Co trzeba zrobić: Wypisz wszystkie kroki, które autor wpisu z mikrobloga podjął po tym, jak powiedział „STOP” i postanowił wszystko odmienić.

Wybrany tekst:
•••

Wpis z mikrobloga

Mam zaraz 23 lata i kompletnie nie chce mi się żyć mimo tego że odniosłem sukces...

Generalnie,nie mam powodów do narzekań,posiadam 23 lata,mam stabilną pracę,mieszkanie pod kredyt który bez problemu spłacam, w miarę wysportowaną sylwetkę bo #mikrokoksy,udaje mi się zaliczać dziewczyny na ONSy... I wiecie co?To jest wszystko #!$%@? wartę,całe życie to jakiś żart który kompletnie nie ma sensu,to jak ciągłe nabijanie poziomu w grze byleby mieć tylko prestiż...Jeszcze 2 lata temu byłem biedakiem,są tu jeszcze moje posty jak narzekałem że pracuję za minimalną krajową,miałem dziewczynę z którą wiązałem przyszłość i...Wszystko w jednym momencie #!$%@? strzelił,dziewczyna w nowej pracy zaczęła się puszczać,oczywiście rozstaliśmy się,deprecha,z racji tego że nie byłem w stanie pracować to pracę straciłem no i byłem na dnie....W pewnym momencie powiedziałem STOP...I postanowiłem wszystko odmienić,ciężką pracą poprawiłem sylwetkę,starałem się zdobyć jak najlepszą pracę,zacząłem zarabiać porządne pieniądze,kupiłem mieszkanie w najdroższej dzielnicy miasta (Co prawda pod hipotekę ale no..),zaliczam panienki z Tindera/Badoo (To jest też absurd...zaliczanie dziewczyn nie polega na mistrzowskiej gadce,mega bajerze tylko jest to schemat którego musisz się trzymać,jeśli relacja biegnie ciągle wobec pewnego schematu to zaliczenie masz pewne,jeśli nie to jesteś w dupie tak samo jak w mojej pracy gdzie pracuję z klientami,mogę nawet to opisać jeśli jest ktoś ciekawy....) Powinienem być mega szczęśliwy i wiecie co ?

I #!$%@?,wiem że to nie ma sensu,wiem że życie jest przewrotne,wiem że przyjaciół i znajomych masz tylko gdy masz pieniądze i jesteś w jakimś miejscu,jak byłem gołodupcem i miałem z wieloma rzeczami problem to ludzi było o wiele mniej wokół mnie,mogę znaleźć dziewczynę,stworzyć związek ale.. po co?Skoro mam świadomość że pojawi się tylko lepsza okazja i ona do niej ucieknie,stało się to także wielu moim znajomym.Życie to ciągły jakiś #!$%@? schemat którego musisz się trzymać,nie ma kompletnie sensu a na końcu umierasz....Jak szybko jesteś na górze tak szybko możesz spaść w dół,możesz mieć wszystko a za chwile nic..... Kompletnie nie potrafię wierzyć w coś takiego jak przyjaźń,miłość i jakieś głębsze uczucia,to wszystko jest #!$%@? warte,dzieje się to tylko wtedy gdy druga opcja ma z tego profity (Czyli przykładowo ładna dziewczyna chce mieć ładnego chłopaka,albo bogatego...wtedy pojawia się ta wielka "miłość " ) Całe życie biegnę najszybciej jak mogę a czym "dobiegne dalej" tym bardziej wiem jaki mój bieg jest absurdalny...

•••

(Wiersze zbioru danych o tym, gdzie pojawiają się obiekty)

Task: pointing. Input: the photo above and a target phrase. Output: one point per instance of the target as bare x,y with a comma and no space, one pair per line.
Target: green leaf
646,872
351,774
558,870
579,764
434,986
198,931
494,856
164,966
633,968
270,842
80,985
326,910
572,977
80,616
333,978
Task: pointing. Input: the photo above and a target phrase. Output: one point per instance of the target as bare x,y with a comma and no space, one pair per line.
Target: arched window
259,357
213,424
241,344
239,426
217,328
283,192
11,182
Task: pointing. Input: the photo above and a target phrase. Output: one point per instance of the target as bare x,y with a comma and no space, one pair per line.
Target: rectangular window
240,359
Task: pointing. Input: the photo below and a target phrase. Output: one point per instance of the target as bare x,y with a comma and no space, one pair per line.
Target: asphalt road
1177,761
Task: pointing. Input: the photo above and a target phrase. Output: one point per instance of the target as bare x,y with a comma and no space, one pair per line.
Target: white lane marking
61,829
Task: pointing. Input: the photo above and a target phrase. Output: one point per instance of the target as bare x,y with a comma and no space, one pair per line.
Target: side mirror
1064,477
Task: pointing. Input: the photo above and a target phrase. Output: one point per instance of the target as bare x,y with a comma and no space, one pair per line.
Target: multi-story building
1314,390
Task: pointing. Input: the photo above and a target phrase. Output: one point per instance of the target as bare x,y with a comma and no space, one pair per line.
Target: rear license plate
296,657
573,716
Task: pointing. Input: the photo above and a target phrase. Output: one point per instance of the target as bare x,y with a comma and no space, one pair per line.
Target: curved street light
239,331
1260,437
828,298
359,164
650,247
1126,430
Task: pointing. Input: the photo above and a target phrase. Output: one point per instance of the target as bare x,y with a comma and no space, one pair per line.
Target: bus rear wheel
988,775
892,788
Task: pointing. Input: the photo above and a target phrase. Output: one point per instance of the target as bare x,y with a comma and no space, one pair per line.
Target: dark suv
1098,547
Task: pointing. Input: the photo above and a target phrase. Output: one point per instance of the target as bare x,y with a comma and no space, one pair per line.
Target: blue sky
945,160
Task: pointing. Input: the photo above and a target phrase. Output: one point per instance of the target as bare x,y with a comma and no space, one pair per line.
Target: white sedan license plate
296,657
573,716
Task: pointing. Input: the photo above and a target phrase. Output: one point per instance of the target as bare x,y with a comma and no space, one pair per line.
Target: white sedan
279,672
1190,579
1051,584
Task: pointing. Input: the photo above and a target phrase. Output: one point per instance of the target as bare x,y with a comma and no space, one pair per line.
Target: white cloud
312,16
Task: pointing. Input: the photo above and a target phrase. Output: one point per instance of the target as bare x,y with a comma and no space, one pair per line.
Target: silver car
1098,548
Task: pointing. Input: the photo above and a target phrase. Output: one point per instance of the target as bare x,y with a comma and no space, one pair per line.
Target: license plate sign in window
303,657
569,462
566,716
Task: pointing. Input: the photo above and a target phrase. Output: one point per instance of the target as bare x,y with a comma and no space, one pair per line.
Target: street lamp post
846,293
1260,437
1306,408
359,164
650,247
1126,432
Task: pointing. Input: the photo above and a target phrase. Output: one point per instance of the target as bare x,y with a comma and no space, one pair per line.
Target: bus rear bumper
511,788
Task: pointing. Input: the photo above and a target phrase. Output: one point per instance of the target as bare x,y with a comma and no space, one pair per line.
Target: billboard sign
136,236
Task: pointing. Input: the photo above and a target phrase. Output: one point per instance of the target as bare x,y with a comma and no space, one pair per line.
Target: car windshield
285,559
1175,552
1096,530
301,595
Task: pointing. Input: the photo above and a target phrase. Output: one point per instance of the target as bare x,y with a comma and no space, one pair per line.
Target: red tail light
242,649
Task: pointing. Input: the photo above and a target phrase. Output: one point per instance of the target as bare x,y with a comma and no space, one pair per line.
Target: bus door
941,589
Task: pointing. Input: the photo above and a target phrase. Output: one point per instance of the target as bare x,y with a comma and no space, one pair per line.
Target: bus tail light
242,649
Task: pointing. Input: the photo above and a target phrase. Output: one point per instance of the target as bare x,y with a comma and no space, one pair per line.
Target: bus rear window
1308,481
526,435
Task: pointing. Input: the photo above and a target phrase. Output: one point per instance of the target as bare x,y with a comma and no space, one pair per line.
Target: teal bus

•••

Rozwiązanie:
- Ciężką pracą poprawił sylwetkę.
- Starał się zdobyć jak najlepszą pracę.
- Zaczął zarabiać porządne pieniądze.
- Kupił mieszkanie w najdroższej dzielnicy miasta, pod hipotekę.
- Zalicza dziewczyny poznane na Tinderze i Badoo.